> Exercise objective: From the entries below, pull out every line that contains the string "hillside", matching case exactly, and copy each one.

### Record extracts ###

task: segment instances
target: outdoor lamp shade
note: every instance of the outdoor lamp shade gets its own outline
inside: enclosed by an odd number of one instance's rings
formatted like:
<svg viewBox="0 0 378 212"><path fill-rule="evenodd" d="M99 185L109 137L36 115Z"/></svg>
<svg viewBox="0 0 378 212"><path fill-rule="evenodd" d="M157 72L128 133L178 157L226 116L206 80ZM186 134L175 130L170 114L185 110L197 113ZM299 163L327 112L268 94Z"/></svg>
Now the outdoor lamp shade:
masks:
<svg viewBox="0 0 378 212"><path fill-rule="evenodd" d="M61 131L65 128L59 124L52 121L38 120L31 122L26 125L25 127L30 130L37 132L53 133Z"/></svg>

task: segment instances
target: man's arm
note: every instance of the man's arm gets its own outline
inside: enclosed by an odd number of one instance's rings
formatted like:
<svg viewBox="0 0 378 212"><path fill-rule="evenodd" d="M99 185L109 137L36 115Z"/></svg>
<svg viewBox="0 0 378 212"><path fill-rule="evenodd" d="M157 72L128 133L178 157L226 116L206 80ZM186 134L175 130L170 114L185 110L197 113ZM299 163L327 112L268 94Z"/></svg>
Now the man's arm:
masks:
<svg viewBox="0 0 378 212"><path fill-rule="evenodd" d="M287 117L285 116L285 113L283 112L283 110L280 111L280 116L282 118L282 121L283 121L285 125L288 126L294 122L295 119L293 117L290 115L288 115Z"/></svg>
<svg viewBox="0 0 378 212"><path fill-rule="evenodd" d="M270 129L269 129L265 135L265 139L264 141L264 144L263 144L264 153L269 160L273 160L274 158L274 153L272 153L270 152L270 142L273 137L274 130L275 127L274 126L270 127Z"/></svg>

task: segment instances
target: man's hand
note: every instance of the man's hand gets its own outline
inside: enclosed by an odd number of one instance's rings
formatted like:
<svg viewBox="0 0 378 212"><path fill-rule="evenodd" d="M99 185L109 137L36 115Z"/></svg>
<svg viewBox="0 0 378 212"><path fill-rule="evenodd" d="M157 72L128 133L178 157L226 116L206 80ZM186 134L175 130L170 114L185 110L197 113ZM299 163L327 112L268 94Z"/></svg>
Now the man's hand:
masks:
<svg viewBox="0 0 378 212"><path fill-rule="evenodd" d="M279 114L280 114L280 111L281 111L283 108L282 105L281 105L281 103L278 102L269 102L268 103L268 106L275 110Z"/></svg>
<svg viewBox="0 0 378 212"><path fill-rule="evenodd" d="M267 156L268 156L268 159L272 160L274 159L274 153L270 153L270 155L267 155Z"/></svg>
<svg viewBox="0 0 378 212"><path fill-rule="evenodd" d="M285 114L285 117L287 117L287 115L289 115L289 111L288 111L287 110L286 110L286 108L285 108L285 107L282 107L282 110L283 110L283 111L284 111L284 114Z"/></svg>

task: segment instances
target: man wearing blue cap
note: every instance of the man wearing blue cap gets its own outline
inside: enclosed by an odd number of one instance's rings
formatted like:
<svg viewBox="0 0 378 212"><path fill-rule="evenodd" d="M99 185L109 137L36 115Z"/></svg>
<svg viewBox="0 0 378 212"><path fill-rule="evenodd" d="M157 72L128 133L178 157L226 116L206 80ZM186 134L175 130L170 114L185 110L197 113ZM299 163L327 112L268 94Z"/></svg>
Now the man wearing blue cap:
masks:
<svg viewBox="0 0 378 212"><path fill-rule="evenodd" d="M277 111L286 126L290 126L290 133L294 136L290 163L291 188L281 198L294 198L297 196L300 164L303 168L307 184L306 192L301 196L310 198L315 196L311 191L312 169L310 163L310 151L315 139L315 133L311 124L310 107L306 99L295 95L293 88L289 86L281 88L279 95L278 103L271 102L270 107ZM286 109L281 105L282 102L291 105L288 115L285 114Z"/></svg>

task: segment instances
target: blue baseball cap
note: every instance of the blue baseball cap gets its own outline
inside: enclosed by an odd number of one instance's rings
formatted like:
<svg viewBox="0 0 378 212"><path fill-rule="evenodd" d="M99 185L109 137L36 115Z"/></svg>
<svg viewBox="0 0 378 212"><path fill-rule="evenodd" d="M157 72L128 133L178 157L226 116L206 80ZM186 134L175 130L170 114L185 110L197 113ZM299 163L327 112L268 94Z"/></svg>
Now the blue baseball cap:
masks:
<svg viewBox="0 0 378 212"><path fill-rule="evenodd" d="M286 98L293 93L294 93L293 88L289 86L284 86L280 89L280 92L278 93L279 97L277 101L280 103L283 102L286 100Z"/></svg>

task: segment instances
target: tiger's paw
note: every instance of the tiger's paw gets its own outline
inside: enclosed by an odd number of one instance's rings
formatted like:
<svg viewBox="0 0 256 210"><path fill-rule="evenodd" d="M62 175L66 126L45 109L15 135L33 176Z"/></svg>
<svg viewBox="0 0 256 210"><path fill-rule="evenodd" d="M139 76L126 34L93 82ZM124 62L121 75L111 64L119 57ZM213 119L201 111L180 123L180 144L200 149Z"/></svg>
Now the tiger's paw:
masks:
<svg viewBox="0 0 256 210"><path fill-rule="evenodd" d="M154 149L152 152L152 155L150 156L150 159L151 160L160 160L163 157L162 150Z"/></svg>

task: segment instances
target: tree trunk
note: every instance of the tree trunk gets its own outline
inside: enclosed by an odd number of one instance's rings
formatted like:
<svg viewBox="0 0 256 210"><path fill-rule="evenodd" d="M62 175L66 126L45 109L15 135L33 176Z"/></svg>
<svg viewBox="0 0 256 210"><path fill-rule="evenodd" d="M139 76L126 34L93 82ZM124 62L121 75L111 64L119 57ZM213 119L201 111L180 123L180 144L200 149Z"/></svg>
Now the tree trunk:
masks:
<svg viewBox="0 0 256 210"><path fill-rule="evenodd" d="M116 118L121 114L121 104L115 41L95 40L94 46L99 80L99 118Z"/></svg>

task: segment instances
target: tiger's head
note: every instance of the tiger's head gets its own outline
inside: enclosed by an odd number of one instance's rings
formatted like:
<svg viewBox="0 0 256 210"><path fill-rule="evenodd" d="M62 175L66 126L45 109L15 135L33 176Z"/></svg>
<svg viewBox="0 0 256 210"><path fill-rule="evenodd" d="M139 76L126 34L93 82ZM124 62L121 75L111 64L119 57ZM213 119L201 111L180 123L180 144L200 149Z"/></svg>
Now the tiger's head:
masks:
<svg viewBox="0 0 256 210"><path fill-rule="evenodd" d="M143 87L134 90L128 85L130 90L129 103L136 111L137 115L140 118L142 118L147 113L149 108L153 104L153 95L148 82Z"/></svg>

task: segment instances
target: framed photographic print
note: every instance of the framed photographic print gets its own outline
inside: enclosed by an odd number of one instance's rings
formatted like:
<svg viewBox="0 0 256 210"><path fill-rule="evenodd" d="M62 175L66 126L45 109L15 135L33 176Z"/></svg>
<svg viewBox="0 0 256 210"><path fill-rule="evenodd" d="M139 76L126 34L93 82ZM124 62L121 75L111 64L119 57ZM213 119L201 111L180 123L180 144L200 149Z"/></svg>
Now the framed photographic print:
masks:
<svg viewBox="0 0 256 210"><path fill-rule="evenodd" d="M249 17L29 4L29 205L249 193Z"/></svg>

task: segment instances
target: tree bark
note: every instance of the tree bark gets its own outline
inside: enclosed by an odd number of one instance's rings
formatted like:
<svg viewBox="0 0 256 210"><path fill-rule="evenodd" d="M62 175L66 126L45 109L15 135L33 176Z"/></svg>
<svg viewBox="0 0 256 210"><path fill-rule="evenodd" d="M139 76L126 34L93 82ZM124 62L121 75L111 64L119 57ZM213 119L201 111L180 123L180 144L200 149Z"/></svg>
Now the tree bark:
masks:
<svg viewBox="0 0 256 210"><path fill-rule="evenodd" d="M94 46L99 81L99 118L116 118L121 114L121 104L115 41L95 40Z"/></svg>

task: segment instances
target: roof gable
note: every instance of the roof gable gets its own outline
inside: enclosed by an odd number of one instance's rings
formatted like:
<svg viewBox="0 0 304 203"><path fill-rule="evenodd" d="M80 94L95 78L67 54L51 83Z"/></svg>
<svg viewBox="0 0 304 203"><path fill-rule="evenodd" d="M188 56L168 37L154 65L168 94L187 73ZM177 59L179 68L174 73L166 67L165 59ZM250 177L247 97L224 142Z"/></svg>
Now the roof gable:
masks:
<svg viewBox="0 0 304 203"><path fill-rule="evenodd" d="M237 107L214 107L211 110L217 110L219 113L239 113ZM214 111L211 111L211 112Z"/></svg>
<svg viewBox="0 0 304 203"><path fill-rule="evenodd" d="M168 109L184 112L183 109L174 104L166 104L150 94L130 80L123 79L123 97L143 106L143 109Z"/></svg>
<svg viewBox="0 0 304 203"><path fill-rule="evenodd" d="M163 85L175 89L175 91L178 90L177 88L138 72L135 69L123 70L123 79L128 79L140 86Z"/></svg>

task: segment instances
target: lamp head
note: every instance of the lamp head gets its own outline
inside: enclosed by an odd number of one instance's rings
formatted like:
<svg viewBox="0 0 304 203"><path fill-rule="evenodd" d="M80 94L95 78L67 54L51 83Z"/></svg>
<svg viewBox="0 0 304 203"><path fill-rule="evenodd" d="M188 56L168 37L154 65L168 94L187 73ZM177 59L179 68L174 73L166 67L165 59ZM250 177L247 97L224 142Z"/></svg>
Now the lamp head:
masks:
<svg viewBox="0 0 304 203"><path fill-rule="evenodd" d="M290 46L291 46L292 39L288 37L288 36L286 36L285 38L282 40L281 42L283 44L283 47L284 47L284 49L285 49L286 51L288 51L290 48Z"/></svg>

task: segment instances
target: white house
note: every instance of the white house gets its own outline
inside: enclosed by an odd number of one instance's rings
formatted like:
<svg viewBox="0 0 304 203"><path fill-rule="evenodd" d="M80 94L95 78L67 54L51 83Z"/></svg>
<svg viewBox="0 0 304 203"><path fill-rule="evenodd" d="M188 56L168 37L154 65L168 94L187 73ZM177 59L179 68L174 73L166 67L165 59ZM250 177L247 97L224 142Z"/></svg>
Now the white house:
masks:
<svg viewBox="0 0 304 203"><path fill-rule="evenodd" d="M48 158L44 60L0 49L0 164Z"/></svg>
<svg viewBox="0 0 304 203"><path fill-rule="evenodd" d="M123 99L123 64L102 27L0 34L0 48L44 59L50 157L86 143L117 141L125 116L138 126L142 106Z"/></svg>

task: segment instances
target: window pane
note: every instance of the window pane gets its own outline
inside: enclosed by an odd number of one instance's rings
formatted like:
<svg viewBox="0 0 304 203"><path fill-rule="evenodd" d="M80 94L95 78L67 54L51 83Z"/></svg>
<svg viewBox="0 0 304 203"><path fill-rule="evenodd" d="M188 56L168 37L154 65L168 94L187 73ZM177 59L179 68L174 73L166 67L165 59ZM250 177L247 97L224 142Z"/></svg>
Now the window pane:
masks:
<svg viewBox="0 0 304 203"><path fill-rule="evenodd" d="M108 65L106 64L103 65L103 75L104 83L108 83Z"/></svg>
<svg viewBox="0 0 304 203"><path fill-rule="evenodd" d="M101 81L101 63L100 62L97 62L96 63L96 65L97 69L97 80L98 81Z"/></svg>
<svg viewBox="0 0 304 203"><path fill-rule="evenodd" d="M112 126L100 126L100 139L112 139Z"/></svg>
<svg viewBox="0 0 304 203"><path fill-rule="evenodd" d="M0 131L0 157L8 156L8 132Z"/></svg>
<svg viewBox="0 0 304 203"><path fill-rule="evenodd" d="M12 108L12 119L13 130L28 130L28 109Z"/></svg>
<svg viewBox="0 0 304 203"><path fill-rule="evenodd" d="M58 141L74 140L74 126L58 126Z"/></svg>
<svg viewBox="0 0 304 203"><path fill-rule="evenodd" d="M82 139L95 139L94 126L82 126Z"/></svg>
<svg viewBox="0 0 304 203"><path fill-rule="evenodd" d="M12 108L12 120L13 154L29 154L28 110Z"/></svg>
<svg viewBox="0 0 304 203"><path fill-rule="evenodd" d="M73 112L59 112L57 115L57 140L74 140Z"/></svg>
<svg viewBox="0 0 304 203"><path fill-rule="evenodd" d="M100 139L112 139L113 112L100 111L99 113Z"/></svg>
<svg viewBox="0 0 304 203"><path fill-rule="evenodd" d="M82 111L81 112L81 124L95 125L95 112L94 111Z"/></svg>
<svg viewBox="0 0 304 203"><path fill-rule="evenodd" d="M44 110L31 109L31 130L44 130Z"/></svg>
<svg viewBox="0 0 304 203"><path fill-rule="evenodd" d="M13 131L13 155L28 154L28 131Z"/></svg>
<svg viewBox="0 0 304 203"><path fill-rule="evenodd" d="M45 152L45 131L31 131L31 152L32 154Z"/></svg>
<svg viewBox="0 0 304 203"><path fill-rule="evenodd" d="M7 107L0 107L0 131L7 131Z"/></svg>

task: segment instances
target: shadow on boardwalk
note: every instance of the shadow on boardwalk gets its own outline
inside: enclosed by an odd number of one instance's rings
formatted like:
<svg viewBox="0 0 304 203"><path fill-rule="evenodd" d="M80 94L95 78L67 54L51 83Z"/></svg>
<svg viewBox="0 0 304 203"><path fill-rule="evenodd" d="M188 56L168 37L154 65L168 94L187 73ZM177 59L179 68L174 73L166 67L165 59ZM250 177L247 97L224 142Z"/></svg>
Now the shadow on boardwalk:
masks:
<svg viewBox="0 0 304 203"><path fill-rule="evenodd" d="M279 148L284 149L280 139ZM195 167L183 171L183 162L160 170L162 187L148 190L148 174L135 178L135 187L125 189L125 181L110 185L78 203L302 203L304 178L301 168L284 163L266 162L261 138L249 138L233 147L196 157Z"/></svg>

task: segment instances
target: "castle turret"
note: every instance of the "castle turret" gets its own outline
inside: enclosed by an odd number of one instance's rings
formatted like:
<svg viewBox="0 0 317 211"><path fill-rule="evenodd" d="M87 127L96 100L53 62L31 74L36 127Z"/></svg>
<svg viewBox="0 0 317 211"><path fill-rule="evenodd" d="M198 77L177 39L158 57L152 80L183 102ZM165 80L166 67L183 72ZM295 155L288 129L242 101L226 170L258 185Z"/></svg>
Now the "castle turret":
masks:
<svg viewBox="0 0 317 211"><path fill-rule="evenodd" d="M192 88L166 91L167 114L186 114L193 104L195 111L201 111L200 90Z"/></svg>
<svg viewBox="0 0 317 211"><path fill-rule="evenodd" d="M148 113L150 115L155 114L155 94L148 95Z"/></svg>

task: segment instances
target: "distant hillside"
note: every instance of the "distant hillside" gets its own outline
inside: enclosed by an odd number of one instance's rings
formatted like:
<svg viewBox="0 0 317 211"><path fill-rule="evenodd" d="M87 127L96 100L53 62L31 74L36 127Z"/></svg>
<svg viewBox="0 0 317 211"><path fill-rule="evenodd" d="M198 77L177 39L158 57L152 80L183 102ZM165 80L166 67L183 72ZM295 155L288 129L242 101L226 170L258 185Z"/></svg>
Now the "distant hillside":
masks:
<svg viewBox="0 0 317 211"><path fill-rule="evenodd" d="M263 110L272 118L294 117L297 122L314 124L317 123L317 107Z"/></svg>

###

> Expected answer:
target: "distant hillside"
note: every instance of the "distant hillside" gets its own outline
Now the "distant hillside":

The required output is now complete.